-- start --
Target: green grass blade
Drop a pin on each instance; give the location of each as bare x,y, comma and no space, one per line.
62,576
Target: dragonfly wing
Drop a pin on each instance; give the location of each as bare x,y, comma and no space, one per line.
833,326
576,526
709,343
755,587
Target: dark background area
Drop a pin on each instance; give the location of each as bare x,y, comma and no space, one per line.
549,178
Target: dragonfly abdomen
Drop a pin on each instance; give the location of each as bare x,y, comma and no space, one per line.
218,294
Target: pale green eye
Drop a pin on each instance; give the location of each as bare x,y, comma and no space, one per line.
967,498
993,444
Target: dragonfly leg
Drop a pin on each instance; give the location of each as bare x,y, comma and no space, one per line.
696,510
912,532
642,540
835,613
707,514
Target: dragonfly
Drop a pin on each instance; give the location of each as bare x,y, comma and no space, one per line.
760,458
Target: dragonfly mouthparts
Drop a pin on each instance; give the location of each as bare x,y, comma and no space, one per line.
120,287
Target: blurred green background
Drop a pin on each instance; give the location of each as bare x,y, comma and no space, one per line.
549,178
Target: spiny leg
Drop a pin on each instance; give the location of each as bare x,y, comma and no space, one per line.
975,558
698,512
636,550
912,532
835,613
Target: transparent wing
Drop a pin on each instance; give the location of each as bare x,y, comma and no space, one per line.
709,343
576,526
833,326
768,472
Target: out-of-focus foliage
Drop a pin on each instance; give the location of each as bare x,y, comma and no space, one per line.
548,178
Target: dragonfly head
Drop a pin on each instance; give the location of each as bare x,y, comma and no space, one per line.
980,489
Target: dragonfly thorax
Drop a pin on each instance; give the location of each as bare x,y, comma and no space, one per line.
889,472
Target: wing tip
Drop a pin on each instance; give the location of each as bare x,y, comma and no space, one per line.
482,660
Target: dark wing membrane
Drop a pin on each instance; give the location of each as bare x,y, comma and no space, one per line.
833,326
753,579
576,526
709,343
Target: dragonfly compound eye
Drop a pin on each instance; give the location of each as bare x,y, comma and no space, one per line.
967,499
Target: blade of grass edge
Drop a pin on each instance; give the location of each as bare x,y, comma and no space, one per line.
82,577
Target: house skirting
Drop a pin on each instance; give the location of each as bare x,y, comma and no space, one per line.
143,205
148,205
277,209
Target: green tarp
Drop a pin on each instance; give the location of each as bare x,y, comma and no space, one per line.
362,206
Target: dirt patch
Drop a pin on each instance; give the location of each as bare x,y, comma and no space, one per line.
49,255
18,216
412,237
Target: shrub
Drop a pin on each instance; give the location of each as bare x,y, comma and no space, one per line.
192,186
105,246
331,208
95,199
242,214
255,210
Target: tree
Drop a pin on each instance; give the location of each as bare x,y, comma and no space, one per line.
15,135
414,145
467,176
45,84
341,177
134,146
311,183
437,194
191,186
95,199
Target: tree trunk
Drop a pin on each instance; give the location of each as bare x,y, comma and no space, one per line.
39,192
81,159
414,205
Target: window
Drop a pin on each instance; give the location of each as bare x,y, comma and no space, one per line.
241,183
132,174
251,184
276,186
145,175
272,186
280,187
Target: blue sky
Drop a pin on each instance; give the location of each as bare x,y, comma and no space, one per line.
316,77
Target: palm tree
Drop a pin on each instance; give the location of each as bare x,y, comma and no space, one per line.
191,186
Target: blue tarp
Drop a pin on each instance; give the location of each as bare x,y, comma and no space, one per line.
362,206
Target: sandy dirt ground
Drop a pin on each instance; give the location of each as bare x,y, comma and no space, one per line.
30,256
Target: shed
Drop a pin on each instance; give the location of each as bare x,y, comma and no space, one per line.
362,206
-- end --
__To be done__
Reproduce every item above line for line, without changing a single character.

__Solution__
Target: green grass blade
Drop a pin on each instance; give the location of each as bare x,y, comma and no space, one per line.
62,576
Target: dragonfly wing
Drop a pin on each instance; give the location of each as bare x,y, comma and no space, one per line.
833,326
576,526
709,343
755,587
Target: dark background area
Drop a pin on each instance; give the location of each as bare x,y, comma and no space, one per line.
549,178
Target: dragonfly abdomen
Drop a pin on each instance; give the location of each as bare x,y, comma and no space, one per line.
218,294
Target: pale green eye
Drop a pin on each instance; give the location of each as bare x,y, comma and no space, one per line.
967,498
993,444
Target: dragonfly leg
Drop a pin on each instance; give the location of each as bare x,y, comma and no space, one per line.
696,510
912,532
642,540
835,613
707,514
Target: dragonfly
Drop a pin on each instance; give the location of each as bare x,y, comma and no space, one per line.
760,458
Target: dragonfly mouthparts
Drop a pin on each instance; give the location of each as bare x,y, comma and no space, one per line.
120,287
Target: blurred green background
Drop a pin on each instance; give the location of each as bare x,y, comma and no space, one per line.
549,178
Target: spiny leg
Drop a pin on each instance; give the location of each as bare x,y, comma and no space, one per line.
975,558
698,512
636,550
912,532
835,613
Target: transparent wing
Drop a pin on each instance; give the location of each as bare x,y, comma and no space, one per line.
709,343
576,526
833,326
768,472
Target: out-of-focus foliage
Drop a pin on each instance; give the location of each as bare x,y, comma and no space, one per line.
548,178
Target: dragonfly head
Drop a pin on each instance; give the location of each as bare x,y, comma and no space, one per line.
980,489
Target: dragonfly thorax
Drop a pin on each instance; give the location of each as bare x,y, comma and no space, one per line.
889,472
Target: wing tip
Drop a pin on each instance; give the location of each as bare x,y, comma and no space, one per line.
482,660
Target: dark wing membrane
Drop a pin on each instance; give the location of each as bare x,y, comma and no space, one per line.
833,326
753,579
576,526
709,343
Target: dragonfly compound eye
Drop a pin on each instance; give the location of each as bare x,y, comma and no space, one per line.
967,499
Target: blade of grass edge
Drop a pin on each instance; give the location of each as bare x,y, comma and no space, one per line.
82,577
Target: house skirting
Drop a pin on each instance; give the location of each as bare x,y, comma and no space, one per line.
143,205
148,205
277,209
Target: green tarp
Drop a pin on each instance; give the location of each as bare x,y, comma and no space, one per line.
362,206
Target: dirt patch
Drop a pin on each instance; give the location of each as bare x,y, comma and no space, one per line.
49,255
18,216
412,237
Target: shrub
Drop a pin on each instance; give the location of each as bare x,y, comma and no space, one per line.
192,186
105,246
331,208
95,199
242,214
255,210
Target: tree
Drop a pin on each instance; give the location of each as bare x,y, comma and no space, one per line.
15,135
414,145
467,176
45,84
341,177
134,146
311,183
437,194
191,186
95,199
Target: tree trunk
Drop a pin on each instance; give the location of each as bare x,y, comma and no space, one per line.
39,192
81,159
414,205
Target: window
Drop a pin on each instance; give the location of each as bare x,y, comma and no space, one per line.
241,183
132,174
251,184
276,186
145,175
272,186
280,187
Target: blue sky
Drop a pin on each instance; give the location of each as bare x,y, comma and no space, one per line.
316,77
Target: palm tree
Drop a pin on each instance; give the location of each as bare x,y, comma and no space, one per line.
191,186
Target: blue tarp
Drop a pin on each instance; give the location of each as bare x,y, comma and no space, one per line.
362,206
Target: sandy dirt ground
Drop a pin on each instance; give the location of each as bare x,y, comma and no space, one per line.
30,256
Target: shed
Drop a pin on each instance; give the location of each as bare x,y, comma and no space, one per line.
362,206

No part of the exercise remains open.